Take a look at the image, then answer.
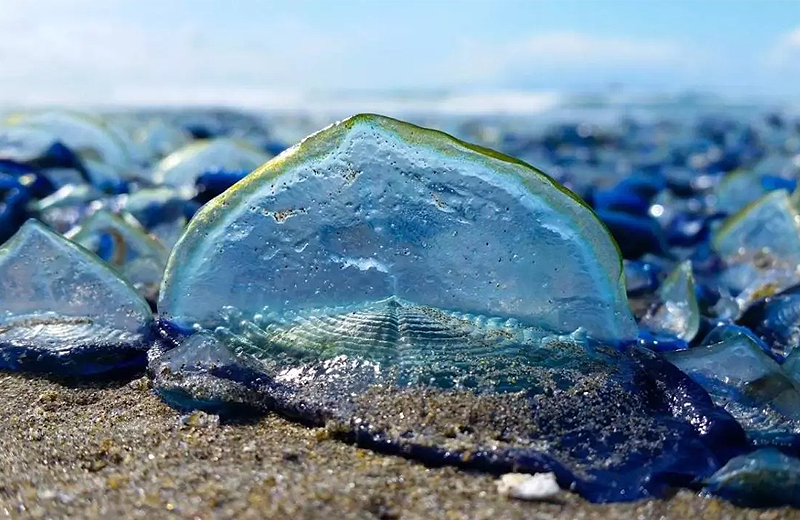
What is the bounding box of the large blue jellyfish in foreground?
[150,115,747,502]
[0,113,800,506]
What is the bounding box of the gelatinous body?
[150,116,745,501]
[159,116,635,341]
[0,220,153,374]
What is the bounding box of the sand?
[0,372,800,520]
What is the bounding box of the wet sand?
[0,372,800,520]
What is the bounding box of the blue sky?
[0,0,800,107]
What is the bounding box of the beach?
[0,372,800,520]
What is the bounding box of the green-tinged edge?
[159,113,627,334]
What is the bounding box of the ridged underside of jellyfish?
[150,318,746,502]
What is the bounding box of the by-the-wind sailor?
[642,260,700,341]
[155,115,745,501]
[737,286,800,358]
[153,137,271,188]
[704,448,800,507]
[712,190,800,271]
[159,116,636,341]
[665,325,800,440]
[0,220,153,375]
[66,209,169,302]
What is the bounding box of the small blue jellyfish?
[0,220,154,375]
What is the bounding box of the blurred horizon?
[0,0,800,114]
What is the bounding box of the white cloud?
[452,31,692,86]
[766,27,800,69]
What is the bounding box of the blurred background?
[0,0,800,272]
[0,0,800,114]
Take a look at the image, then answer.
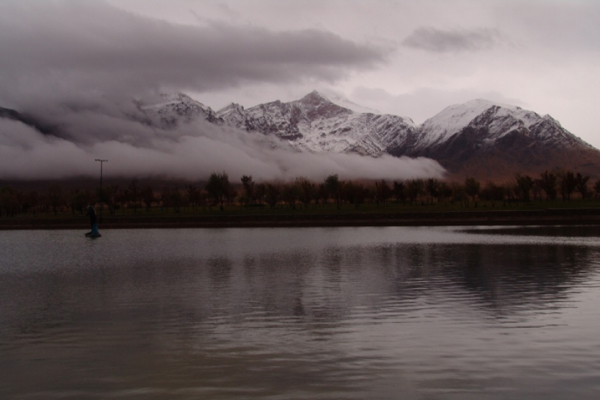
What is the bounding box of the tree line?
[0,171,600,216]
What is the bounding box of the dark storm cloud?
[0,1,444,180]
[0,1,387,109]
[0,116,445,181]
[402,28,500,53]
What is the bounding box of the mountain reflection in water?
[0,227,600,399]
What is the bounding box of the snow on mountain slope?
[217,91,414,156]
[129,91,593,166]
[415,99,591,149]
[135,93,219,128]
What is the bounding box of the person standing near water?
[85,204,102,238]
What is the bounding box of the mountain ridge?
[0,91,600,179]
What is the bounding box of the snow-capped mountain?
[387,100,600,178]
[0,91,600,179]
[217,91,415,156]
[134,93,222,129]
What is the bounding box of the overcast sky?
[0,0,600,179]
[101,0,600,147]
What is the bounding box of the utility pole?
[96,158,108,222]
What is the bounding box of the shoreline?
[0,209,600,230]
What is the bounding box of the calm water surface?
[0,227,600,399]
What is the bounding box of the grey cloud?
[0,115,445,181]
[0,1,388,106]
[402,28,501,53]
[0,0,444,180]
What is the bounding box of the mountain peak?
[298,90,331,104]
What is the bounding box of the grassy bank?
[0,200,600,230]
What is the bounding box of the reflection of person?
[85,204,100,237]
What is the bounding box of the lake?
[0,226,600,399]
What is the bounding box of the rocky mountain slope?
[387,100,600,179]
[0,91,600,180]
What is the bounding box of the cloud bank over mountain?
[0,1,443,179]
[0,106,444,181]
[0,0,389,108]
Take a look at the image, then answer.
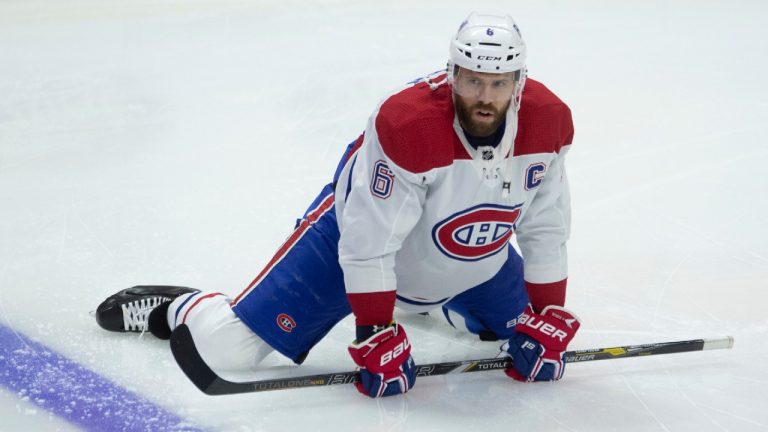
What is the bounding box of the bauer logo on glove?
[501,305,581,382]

++++++++

# Objective
Lay out the whole listing above as a JSON list of strings, one string per line, skipping blank lines and leaving out the picture lines.

# Full output
[
  "Take a look at the image, then answer.",
  "What is the bounding box of the large blue jellyfish in foreground?",
  "[150,115,747,502]",
  "[0,113,800,506]",
  "What is the bounding box of the gelatinous body?",
  "[150,116,745,501]",
  "[159,116,635,341]",
  "[0,220,153,374]",
  "What is the bounding box of the sand?",
  "[0,372,800,520]",
  "What is the bounding box of the wet sand?",
  "[0,372,800,520]",
  "What is the bounding box of the blue sky?",
  "[0,0,800,107]",
  "What is the bounding box of the beach?",
  "[0,372,800,520]",
  "What is the bounding box of the green-tinged edge?",
  "[159,113,627,334]",
  "What is the bounding box of the ridged underside of jellyfish?",
  "[150,318,746,502]",
  "What is the bounding box of the by-the-wind sailor?",
  "[642,260,700,341]",
  "[155,115,745,501]",
  "[737,286,800,358]",
  "[153,137,271,188]",
  "[704,448,800,507]",
  "[712,190,800,271]",
  "[159,116,636,341]",
  "[665,325,800,440]",
  "[0,220,153,375]",
  "[66,209,169,302]",
  "What is the bounding box of the small blue jellyfish?",
  "[0,220,154,375]",
  "What is the bounding box of the blurred horizon?",
  "[0,0,800,114]",
  "What is the bounding box of the white cloud?",
  "[452,31,692,86]",
  "[766,27,800,69]",
  "What is the bounding box of the blurred background?",
  "[0,0,800,272]",
  "[0,0,800,114]",
  "Take a look at the image, then answer.",
  "What is the bounding box of the tree line?",
  "[0,171,600,216]",
  "What is the bounding box of the dark storm cloud?",
  "[0,1,444,180]",
  "[0,1,387,109]",
  "[0,116,445,181]",
  "[402,28,500,53]",
  "What is the bounding box of the mountain reflection in water?",
  "[0,227,600,399]",
  "What is the bounding box of the snow on mountain slope?",
  "[217,91,414,156]",
  "[129,91,593,166]",
  "[415,99,591,149]",
  "[135,93,219,128]",
  "What is the bounding box of the person standing near water?",
  "[85,204,102,238]",
  "What is the bounding box of the mountain ridge?",
  "[0,91,600,179]",
  "What is the bounding box of the snow-capped mountain?",
  "[387,100,600,178]",
  "[0,91,600,179]",
  "[217,91,415,156]",
  "[134,93,222,129]",
  "What is the bounding box of the overcast sky?",
  "[0,0,600,179]",
  "[101,0,600,147]",
  "What is the bounding box of the utility pole?",
  "[96,158,108,222]",
  "What is the bounding box of the shoreline?",
  "[0,209,600,230]",
  "What is the bounding box of the calm water surface?",
  "[0,227,600,399]",
  "What is the bounding box of the grey cloud?",
  "[0,115,445,181]",
  "[0,1,388,106]",
  "[402,28,501,53]",
  "[0,0,444,180]",
  "What is the bounding box of the mountain peak?",
  "[298,90,331,104]",
  "What is the bounding box of the grassy bank?",
  "[0,200,600,230]",
  "What is the bounding box of the reflection of person?",
  "[85,204,100,237]",
  "What is the bounding box of the lake?",
  "[0,226,600,399]",
  "What is the bounding box of the rocky mountain slope?",
  "[387,100,600,179]",
  "[0,91,600,180]",
  "What is the bounding box of the cloud bank over mountain?",
  "[0,1,443,179]",
  "[0,106,444,181]",
  "[0,0,389,108]",
  "Take a look at the image, then answer.",
  "What is the bounding box of the bauer logo on glove?",
  "[501,305,581,382]"
]